- Problem to solve:
Rewrite all of the records with "Report" changed to "Give" wherever it occurs, leaving everything else the same and omitting the pictures.

-- Start Supplied material --

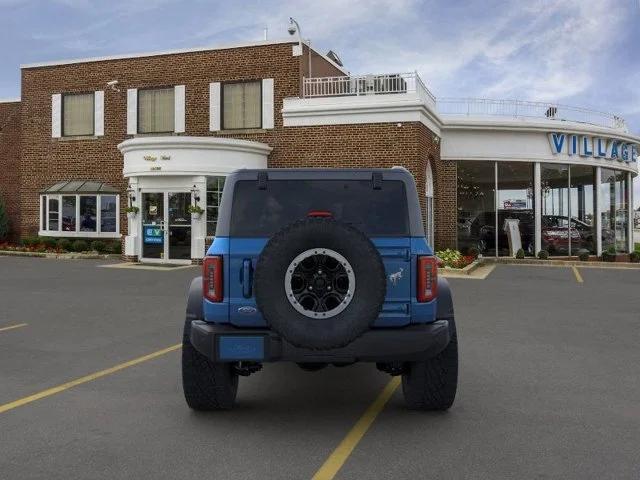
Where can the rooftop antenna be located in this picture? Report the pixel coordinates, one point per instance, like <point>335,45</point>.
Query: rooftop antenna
<point>294,28</point>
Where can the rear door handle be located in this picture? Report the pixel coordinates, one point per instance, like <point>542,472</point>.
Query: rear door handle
<point>246,278</point>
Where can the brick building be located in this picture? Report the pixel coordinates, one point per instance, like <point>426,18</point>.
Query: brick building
<point>157,133</point>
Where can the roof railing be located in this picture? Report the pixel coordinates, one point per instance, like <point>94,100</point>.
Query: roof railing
<point>384,84</point>
<point>526,109</point>
<point>403,83</point>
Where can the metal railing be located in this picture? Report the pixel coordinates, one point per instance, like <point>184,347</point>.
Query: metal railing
<point>393,83</point>
<point>525,109</point>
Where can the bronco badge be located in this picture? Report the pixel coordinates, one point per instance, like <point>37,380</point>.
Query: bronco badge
<point>247,310</point>
<point>394,278</point>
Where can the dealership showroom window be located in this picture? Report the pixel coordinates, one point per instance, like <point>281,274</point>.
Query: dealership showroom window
<point>568,206</point>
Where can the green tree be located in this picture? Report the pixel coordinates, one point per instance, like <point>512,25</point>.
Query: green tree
<point>4,220</point>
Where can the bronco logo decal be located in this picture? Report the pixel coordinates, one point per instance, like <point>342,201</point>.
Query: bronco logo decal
<point>394,278</point>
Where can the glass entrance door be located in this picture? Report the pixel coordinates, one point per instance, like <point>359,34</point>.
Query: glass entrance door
<point>179,226</point>
<point>166,226</point>
<point>153,222</point>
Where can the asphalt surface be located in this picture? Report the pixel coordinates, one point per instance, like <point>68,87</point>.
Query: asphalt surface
<point>549,386</point>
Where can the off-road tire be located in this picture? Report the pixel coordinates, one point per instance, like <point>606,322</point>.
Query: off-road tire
<point>207,385</point>
<point>432,384</point>
<point>320,333</point>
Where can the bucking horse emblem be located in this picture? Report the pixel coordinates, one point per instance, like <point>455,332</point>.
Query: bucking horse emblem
<point>394,278</point>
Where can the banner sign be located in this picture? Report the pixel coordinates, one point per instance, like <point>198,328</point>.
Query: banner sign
<point>153,235</point>
<point>589,146</point>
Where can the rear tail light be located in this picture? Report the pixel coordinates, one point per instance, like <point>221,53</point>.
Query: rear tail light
<point>212,279</point>
<point>427,278</point>
<point>319,213</point>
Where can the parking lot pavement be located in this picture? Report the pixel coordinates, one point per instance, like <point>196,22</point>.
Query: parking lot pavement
<point>548,385</point>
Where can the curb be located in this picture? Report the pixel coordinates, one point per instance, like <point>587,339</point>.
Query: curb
<point>563,263</point>
<point>466,270</point>
<point>60,256</point>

-- End Supplied material --

- Written response:
Where can the rooftop antenna be located in this picture? Give the pixel coordinates, one point per instance, like <point>335,45</point>.
Query: rooftop antenna
<point>294,28</point>
Where can the rear door handle be located in this picture? Give the pixel coordinates, one point per instance, like <point>542,472</point>.
Query: rear door handle
<point>246,278</point>
Where can the brick building be located in this picture? Give the pixel coordinates, one point per instance, like <point>426,18</point>.
Query: brick building
<point>157,133</point>
Where can the roof railing be located in this picture? Give the pixel coordinates, one point per instance, like <point>94,100</point>.
Query: roof railing
<point>384,84</point>
<point>526,109</point>
<point>403,83</point>
Where can the metal railing be located in this picture? Give the pixel coordinates, one point per instance, like <point>184,347</point>.
Query: metal railing
<point>393,83</point>
<point>525,109</point>
Where can the bronco badge be located in this picture? Give the pixel coordinates, one point per instance, like <point>37,380</point>.
Query: bronco badge
<point>247,310</point>
<point>394,278</point>
Where can the dealership showroom window be located in this picture? Give the pixel coordinates, one point per instance, like <point>281,274</point>.
Query: dealership showroom window
<point>568,206</point>
Where can the green tree be located in this picture? Give the pixel coordinates, one point per instance, like <point>512,25</point>.
Query: green tree
<point>4,220</point>
Where can the bronco logo decal be located in this picture? Give the pixel coordinates, one point per instance, like <point>342,201</point>.
Query: bronco logo decal
<point>394,278</point>
Where can the glass entrance door be located in this picture? Give the pixel coordinates, one point per instance, like <point>359,34</point>.
Query: glass entrance door
<point>179,226</point>
<point>166,226</point>
<point>153,222</point>
Where can the asphalt surface be located in this picture? Give the pixel coordinates, one point per instance, like <point>68,87</point>.
Query: asphalt surface
<point>549,386</point>
Where can the off-road tire be located in this picture? Give the pixel coordinates, one point per instance, like <point>606,322</point>.
Query: off-road tire
<point>207,385</point>
<point>432,384</point>
<point>320,333</point>
Where can the bucking horse emblem be located in this picture? Give the pixel coordinates, one point per instance, like <point>455,332</point>.
Query: bucking horse emblem
<point>394,278</point>
Where can the banner sign be located in this picture? Give the pixel coordinates, one point per instance, like <point>198,328</point>.
Query: banner sign
<point>153,235</point>
<point>589,146</point>
Where can the rear tail light be located in this picture? Give the pixel coordinates, one point per instance, like <point>221,53</point>.
Query: rear tail light
<point>212,279</point>
<point>427,278</point>
<point>319,213</point>
Where can the parking lot pavement be located in this picture? Give the pixel coordinates, one point per instance, like <point>196,22</point>.
Query: parking lot pavement
<point>548,385</point>
Where can the curb be located in this picture? Give the pixel coordinates, one point per instance, like <point>587,339</point>.
Query: curb
<point>563,263</point>
<point>466,270</point>
<point>60,256</point>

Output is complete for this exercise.